=== Instructions to follow ===
Each line below should be restated exactly, with nothing dropped.

##### Data shown

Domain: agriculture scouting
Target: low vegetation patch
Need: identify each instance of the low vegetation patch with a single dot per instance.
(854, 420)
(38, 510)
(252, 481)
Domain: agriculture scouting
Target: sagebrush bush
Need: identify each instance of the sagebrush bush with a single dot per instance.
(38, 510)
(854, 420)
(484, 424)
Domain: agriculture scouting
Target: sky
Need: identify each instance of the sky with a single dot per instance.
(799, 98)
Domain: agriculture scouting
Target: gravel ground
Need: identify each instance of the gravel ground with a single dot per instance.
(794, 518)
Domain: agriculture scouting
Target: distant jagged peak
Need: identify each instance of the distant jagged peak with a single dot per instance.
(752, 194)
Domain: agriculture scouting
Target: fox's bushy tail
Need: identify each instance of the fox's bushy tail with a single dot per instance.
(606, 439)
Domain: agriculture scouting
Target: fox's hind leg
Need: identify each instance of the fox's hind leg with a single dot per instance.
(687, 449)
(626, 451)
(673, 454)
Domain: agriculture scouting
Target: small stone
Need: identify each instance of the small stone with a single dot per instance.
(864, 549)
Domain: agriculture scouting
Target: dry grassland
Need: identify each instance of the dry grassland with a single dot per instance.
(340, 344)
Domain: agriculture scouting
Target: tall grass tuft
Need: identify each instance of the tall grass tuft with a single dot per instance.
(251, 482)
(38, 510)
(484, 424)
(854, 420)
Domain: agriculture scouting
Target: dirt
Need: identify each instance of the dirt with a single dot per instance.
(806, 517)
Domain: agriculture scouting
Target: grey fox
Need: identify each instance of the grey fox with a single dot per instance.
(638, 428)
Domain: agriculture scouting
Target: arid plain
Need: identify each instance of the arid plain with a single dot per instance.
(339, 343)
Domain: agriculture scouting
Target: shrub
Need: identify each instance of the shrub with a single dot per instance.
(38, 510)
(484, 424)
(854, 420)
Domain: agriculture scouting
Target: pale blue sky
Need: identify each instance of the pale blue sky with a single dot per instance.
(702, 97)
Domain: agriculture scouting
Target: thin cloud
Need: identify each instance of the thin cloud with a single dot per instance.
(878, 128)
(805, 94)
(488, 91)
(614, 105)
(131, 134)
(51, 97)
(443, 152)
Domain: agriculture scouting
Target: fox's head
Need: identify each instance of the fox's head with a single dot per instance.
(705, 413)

##########

=== Expected answer ===
Domain: agriculture scouting
Target: low vegetation patch
Need: identify each instance of the low vegetation patch with a single dot per instance.
(854, 420)
(38, 510)
(252, 481)
Domain: agriculture scouting
Target: sagebrush bush
Need: identify each instance of the sagebrush bush with a single dot per instance.
(38, 510)
(854, 420)
(484, 424)
Domain: agriculture scouting
Target: sky
Need: identify each instance of the sky with a single dot per instance.
(799, 98)
Domain: agriculture scouting
Target: gravel ground
Need: identify each instance of the gravel ground with a single dot per instance.
(794, 518)
Domain: agriculture scouting
Target: distant jagged peak
Need: identify each instance of the distant jagged peak with a single dot per instance.
(752, 194)
Domain: agriculture scouting
Target: fox's bushy tail
Need: identify each instance of the fox's bushy tail with a single dot per instance.
(606, 439)
Domain: agriculture scouting
Target: fox's hind leg
Need: identify each instance of the fox's hind leg with a single dot per instance.
(687, 449)
(626, 451)
(673, 454)
Domain: agriculture scouting
Target: small stone
Need: identify each instance of the small stone with a single dot per instance.
(864, 549)
Domain: agriculture scouting
Target: dry grassland
Need: identify each instance of the dry grassland with a single dot per instance.
(340, 344)
Domain: agriculture scouting
Target: tall grass tuft
Need: identify each instance of the tall grass tuft with a single dot per instance.
(251, 482)
(38, 510)
(484, 424)
(854, 420)
Domain: agriculture scouting
Target: dirt
Need: identify each instance of the dirt with a single dot per instance.
(806, 517)
Domain: agriculture scouting
Target: grey fox
Need: identify each instance of the grey fox with a single dot per instance.
(638, 428)
Domain: agriculture scouting
Target: arid plain
Need: identify each instance of the arid plain with a single dot per instance.
(339, 343)
Domain: agriculture scouting
Target: shrub
Need: identify each instance of the shrub with a single dot per instance.
(38, 510)
(484, 424)
(854, 420)
Domain: agriculture scouting
Target: pale blue sky
Need: identify each instance of the pale blue sky with a single dot per instance.
(702, 97)
Domain: agriculture scouting
Target: thin cloud
Need: identify each instance of the thin cloud with a single dot per instance.
(878, 128)
(805, 94)
(488, 91)
(614, 105)
(131, 134)
(51, 97)
(443, 152)
Domain: agriculture scouting
Target: fox's head
Need: identify each instance of the fox's head with a single dot per instance.
(705, 413)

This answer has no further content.